• **TEXT EXCERPT**:
· · ·
We: Want series and the Package Change series, demonstrate the evolution of his practice toward more overtly painterly concerns. These canvases engage directly with art historical tradition, with Salvator Michael Gold functioning as a lucid and affectionate conversation with the iconography of Old Master portraiture, recasting its grandeur through the lens of street culture and personal mythology. For collectors approaching Lau's market, several things are worth understanding. His work occupies a genuinely unique position in that it commands serious attention at major auction houses while also carrying the emotional resonance of objects that people connect with on a deeply personal, often generational level.
· · ·
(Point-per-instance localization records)
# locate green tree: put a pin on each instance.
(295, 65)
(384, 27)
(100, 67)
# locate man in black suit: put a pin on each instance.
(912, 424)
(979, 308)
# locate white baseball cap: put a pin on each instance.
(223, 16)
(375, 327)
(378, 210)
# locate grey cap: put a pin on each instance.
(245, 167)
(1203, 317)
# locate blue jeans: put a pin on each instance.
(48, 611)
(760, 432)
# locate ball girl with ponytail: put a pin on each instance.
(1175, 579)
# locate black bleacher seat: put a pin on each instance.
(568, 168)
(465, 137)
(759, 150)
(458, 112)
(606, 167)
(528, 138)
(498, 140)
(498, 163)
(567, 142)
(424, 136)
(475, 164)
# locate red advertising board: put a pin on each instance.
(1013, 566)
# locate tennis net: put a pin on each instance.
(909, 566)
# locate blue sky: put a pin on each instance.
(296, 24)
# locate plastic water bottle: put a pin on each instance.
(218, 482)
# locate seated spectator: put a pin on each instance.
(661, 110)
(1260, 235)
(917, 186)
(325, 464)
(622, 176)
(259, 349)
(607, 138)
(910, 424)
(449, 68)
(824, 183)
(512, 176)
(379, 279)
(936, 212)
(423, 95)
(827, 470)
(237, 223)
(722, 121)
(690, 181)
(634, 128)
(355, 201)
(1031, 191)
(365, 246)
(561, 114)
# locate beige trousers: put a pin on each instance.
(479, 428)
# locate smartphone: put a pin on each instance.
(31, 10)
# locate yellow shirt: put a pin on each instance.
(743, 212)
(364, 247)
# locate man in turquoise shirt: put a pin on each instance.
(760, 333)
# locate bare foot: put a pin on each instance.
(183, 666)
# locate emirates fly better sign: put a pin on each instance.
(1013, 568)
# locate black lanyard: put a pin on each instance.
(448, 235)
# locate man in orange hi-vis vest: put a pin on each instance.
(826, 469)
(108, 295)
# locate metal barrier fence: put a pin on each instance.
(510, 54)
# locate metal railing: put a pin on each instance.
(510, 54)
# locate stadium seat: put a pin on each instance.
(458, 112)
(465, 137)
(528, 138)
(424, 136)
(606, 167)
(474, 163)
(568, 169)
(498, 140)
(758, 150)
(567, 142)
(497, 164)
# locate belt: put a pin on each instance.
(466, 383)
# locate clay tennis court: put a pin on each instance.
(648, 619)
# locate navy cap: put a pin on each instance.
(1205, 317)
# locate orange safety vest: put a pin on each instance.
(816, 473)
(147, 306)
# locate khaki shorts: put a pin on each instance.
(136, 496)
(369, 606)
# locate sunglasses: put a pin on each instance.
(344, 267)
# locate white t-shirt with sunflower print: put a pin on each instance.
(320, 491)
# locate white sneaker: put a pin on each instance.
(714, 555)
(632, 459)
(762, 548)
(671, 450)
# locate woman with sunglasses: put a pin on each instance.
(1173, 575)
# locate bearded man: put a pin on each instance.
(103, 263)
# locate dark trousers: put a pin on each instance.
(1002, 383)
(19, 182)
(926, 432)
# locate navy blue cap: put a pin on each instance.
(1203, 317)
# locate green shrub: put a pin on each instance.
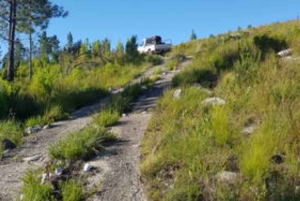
· · ·
• **WORK ITEM A**:
In the excerpt on Lau's art, which work is described as a conversation with the iconography of Old Master portraiture?
• **WORK ITEM B**:
Please continue the excerpt on Lau's art, picking up after its final sentence.
These records have no connection to the excerpt on Lau's art.

• **RESULT A**:
Salvator Michael Gold

• **RESULT B**:
Michael Lau
BB - Gardener series, 2013
Phillips and Christie's have both handled significant examples of his work, and prices for rare Gardener figures and unique painted works have risen consistently as the broader institutional recognition of street and urban art has grown. The most sought after pieces tend to be early Gardener figures in excellent condition, particularly those with documented exhibition histories, and unique works on canvas or on skateboard decks where Lau's hand is most directly present. Collectors who entered the market early, often guided by an instinct for cultural relevance rather than established critical consensus, have been rewarded both financially and in terms of the sheer pleasure of living with objects of such wit and vitality. The artists with whom Lau shares the most meaningful conversation include figures like Futura, whose career similarly bridged graffiti, fine art, and commercial culture across decades, and Takashi Murakami, whose Superflat movement drew on related impulses around the leveling of high and low cultural hierarchies.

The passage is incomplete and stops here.